§ 任务内容
请根据 Square 这道题的正文回答：
1. Java/Others 的时间限制是多少？
2. 每个测试用例中木棍数量 M 的取值范围是什么？
3. 能拼成正方形时应输出什么？

§ 文档正文
Hdu 1518 Square

Square

Time Limit: 10000/5000 MS (Java/Others)    Memory Limit: 65536/32768 K (Java/Others)
Total Submission(s): 11643    Accepted Submission(s): 3737

Problem Description

Given a set of sticks of various lengths, is it possible to join them end-to-end to form a square?

 

Input

The first line of input contains N, the number of test cases. Each test case begins with an integer 4 <= M <= 20, the number of sticks. M integers follow; each gives the length of a stick - an integer between 1 and 10,000.

 

Output

For each case, output a line containing "yes" if is is possible to form a square; otherwise output "no".

数据列表
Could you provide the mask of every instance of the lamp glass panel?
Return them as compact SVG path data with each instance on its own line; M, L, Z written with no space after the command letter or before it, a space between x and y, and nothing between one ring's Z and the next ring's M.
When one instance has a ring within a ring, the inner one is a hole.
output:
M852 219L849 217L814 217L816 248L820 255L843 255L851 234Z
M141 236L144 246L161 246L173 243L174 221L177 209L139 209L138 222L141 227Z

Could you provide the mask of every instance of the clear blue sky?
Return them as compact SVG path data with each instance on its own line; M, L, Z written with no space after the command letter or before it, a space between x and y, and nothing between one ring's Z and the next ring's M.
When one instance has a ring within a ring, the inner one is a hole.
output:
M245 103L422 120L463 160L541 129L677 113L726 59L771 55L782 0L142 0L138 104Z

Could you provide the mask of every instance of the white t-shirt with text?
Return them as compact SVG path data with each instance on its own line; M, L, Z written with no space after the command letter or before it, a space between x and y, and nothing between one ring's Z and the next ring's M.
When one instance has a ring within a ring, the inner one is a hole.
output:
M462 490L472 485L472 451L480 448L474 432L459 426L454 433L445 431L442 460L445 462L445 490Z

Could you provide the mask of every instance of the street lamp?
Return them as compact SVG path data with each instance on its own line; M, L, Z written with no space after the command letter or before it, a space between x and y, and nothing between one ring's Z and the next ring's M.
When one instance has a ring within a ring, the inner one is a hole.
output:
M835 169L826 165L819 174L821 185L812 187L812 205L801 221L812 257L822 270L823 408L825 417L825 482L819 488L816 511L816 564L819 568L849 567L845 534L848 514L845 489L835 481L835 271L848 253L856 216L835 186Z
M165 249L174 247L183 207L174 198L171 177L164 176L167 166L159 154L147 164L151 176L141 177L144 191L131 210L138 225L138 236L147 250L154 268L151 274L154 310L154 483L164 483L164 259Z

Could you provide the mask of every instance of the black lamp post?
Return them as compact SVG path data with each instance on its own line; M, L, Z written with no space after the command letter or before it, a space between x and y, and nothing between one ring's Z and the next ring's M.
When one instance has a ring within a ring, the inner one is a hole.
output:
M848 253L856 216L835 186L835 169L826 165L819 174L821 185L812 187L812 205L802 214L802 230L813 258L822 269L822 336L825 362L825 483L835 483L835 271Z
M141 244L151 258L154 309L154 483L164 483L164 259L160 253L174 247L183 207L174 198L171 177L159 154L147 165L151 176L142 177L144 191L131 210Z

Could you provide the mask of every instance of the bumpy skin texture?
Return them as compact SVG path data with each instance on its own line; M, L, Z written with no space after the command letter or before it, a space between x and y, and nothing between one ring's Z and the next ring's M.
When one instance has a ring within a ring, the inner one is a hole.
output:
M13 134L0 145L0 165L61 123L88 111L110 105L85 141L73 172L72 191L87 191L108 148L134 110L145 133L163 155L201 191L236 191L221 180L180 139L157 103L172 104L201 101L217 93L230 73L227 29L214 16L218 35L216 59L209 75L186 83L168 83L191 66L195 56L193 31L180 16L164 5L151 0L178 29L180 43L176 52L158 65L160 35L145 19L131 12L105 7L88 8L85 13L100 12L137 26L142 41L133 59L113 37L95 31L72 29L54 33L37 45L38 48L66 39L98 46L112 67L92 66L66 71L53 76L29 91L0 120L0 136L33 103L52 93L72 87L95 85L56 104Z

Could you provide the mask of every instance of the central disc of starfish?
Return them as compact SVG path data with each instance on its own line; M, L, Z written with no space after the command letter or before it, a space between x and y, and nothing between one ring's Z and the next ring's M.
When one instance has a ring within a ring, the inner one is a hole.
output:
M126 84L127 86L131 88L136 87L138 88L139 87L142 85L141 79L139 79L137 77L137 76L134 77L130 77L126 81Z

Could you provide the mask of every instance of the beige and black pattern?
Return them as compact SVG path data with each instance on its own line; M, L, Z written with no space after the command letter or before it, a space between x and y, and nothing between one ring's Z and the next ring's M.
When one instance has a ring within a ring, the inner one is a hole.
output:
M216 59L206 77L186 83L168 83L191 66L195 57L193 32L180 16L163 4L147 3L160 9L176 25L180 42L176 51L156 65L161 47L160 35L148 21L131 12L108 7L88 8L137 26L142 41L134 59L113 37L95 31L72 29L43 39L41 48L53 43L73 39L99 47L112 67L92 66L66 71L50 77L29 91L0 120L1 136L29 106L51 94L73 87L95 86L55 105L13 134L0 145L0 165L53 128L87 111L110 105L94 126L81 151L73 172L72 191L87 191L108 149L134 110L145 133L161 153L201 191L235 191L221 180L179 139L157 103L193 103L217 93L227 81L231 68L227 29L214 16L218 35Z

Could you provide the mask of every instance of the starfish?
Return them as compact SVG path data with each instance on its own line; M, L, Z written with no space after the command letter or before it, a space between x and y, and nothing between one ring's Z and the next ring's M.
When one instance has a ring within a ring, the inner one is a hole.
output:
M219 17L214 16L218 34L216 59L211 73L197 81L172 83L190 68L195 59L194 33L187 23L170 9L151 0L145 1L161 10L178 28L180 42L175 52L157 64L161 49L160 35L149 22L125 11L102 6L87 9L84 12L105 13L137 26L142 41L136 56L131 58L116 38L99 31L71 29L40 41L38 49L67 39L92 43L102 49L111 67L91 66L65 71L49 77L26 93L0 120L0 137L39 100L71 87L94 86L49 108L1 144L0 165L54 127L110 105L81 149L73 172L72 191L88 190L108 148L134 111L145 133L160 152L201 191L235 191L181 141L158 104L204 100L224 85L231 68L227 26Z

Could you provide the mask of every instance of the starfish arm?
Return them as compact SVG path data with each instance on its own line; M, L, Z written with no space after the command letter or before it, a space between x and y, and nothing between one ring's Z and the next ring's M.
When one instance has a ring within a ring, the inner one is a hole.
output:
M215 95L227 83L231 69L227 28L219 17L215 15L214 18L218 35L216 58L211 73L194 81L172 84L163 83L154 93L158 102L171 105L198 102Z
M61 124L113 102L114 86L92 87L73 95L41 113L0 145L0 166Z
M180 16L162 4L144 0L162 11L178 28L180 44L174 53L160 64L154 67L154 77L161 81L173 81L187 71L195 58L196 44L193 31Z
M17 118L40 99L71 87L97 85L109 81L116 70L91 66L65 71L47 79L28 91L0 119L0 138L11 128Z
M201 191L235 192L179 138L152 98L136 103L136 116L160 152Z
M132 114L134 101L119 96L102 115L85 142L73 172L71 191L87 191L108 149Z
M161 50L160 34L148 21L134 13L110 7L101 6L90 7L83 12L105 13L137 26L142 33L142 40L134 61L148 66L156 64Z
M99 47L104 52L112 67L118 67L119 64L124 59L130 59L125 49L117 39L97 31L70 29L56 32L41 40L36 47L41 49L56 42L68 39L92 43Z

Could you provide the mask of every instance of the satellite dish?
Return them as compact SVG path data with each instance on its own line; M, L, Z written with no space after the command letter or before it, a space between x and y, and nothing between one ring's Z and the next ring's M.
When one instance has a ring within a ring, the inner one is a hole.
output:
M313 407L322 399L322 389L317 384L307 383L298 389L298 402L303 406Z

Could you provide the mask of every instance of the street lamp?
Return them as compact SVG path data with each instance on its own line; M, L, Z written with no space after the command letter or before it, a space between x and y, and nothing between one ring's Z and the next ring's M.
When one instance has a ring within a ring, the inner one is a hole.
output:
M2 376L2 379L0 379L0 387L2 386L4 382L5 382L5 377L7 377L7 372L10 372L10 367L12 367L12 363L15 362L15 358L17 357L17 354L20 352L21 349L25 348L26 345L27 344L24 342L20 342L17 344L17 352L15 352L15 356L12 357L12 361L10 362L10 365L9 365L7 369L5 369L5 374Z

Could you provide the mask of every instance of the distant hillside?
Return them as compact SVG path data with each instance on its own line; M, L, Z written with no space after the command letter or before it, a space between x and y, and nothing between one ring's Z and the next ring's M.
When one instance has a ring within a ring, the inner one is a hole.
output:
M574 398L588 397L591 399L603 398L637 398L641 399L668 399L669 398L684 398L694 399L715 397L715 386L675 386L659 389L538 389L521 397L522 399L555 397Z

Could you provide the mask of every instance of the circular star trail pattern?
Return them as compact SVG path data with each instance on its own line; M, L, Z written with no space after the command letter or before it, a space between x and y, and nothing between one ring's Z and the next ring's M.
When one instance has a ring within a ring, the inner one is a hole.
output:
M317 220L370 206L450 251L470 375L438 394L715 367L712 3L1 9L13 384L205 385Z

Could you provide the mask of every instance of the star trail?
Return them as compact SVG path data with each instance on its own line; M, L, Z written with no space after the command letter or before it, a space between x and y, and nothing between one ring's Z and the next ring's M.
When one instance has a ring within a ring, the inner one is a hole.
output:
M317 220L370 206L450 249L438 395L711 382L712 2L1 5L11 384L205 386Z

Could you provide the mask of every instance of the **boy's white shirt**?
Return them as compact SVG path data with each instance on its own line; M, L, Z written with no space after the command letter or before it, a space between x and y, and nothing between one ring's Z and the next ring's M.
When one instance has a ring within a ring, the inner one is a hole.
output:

§ 参考答案
1. 10000/5000 MS。
2. 4 <= M <= 20。
3. 输出一行 "yes"。